== TEKS PILIHAN ==
Iqbal menuturkan pernyataan itu disampaikan Ribka ke media pada Selasa (28/10/2025) lalu.
“Ribka Tjiptaning menyatakan bahwa Soeharto itu adalah pembunuh jutaan rakyat,” sambungnya.
Menurut Iqbal, pernyataan Ribka tidak berdasar. Sebab, lanjut dia, tak pernah ada putusan resmi dari pengadilan yang menyatakan Soeharto terbukti membunuh jutaan rakyat.
“Apakah ada putusan hukum atau putusan pengadilan yang menetapkan bahwa almarhum Presiden Soeharto melakukan pembunuhan terhadap jutaan masyarakat?” ucapnya.
Karena itu, dia menilai ucapan Ribka akan menyesatkan jika dibiarkan. Iqbal menyatakan turut menyertakan sejumlah video untuk mendukung aduannya.
“Informasi seperti ini lebih menjurus kepada ujaran kebencian dan berita bohong. Kalau dibiarkan tentu akan menyesatkan informasi publik,” tutur dia.
Sebagai informasi, Presiden ke-2 RI, Soeharto, ditetapkan sebagai pahlawan nasional. Pemberian gelar pahlawan nasional dilakukan di Istana Presiden, Jakarta, Senin 10 November 2025 lalu.
Pernyataan Ribka Tjiptaning
Sebelumnya, Ribka Tjiptaning mengkritik rencana pemerintah memberi gelar pahlawan nasional kepada Presiden ke-2 RI, Soeharto. Dia mengatakan secara pribadi menolak keras rencana tersebut.
===
== DATA MASUKAN ==
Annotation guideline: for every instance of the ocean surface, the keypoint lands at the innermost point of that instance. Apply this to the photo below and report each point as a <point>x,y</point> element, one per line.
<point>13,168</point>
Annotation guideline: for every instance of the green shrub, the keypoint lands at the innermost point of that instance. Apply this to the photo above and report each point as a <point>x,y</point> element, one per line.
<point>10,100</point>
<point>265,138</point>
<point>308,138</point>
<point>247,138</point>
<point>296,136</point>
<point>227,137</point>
===
■ INSTRUKSI KERJA 1:
Kembalikan bagian teks pilihan yang dimulai dengan "Pernyataan Ribka Tjiptaning" dan berlanjut sampai "keras rencana tersebut.".
■ INSTRUKSI KERJA 2:
Jawab pertanyaan berikut berdasarkan teks pilihan:
(a) Kapan Ribka menyampaikan pernyataannya ke media?
(b) Apa yang disertakan Iqbal untuk mendukung aduannya?
(c) Di mana dan kapan gelar pahlawan nasional diberikan kepada Soeharto?

■ HASIL TUGAS 1:
Pernyataan Ribka Tjiptaning
Sebelumnya, Ribka Tjiptaning mengkritik rencana pemerintah memberi gelar pahlawan nasional kepada Presiden ke-2 RI, Soeharto. Dia mengatakan secara pribadi menolak keras rencana tersebut.

■ HASIL TUGAS 2:
(a) Selasa (28/10/2025).
(b) Sejumlah video.
(c) Di Istana Presiden, Jakarta, pada Senin 10 November 2025.